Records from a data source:
---*---

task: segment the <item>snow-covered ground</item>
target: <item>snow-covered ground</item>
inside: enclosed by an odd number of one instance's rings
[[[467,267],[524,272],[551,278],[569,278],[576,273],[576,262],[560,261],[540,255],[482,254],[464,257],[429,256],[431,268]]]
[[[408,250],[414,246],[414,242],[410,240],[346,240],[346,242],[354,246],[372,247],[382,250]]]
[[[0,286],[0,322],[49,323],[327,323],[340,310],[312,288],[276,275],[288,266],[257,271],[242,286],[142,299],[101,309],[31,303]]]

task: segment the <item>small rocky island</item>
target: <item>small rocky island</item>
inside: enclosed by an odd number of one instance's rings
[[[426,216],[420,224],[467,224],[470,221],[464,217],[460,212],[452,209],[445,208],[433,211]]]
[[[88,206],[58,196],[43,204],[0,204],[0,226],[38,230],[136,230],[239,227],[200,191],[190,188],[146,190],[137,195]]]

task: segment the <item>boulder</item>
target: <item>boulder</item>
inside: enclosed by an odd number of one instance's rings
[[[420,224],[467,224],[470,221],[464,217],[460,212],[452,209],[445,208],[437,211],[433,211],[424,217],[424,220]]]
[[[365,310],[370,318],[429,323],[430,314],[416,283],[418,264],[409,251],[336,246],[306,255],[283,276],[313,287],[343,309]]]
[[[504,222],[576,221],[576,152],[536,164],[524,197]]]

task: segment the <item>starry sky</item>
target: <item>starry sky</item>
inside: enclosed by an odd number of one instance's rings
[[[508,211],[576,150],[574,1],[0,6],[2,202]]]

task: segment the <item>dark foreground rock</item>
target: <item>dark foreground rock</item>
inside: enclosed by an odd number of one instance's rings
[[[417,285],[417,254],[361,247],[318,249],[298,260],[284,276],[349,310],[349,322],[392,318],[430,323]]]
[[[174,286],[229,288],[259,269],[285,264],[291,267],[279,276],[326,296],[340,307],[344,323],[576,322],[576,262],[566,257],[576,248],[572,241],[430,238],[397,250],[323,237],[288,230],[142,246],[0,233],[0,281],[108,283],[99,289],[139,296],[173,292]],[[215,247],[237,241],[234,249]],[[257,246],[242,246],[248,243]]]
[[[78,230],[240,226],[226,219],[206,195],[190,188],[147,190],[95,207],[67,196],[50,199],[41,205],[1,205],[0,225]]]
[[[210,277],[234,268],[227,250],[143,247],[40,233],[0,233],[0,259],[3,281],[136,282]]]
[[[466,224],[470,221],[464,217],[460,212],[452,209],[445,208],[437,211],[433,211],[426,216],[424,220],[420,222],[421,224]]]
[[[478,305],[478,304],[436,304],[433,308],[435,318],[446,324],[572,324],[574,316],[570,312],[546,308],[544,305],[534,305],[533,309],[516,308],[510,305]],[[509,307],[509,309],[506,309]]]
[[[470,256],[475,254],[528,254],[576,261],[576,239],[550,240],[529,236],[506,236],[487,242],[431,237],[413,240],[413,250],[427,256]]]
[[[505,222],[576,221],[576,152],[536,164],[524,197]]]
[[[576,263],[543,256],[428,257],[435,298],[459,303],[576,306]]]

---*---

§ **Work instruction**
Scan the records above for the string "task", then report every line that contains it.

§ **Solved problem**
task: segment the <item>snow-covered ground</item>
task: segment the <item>small rocky island</item>
task: segment the <item>boulder</item>
task: segment the <item>starry sky</item>
task: segment the <item>dark foreground rock</item>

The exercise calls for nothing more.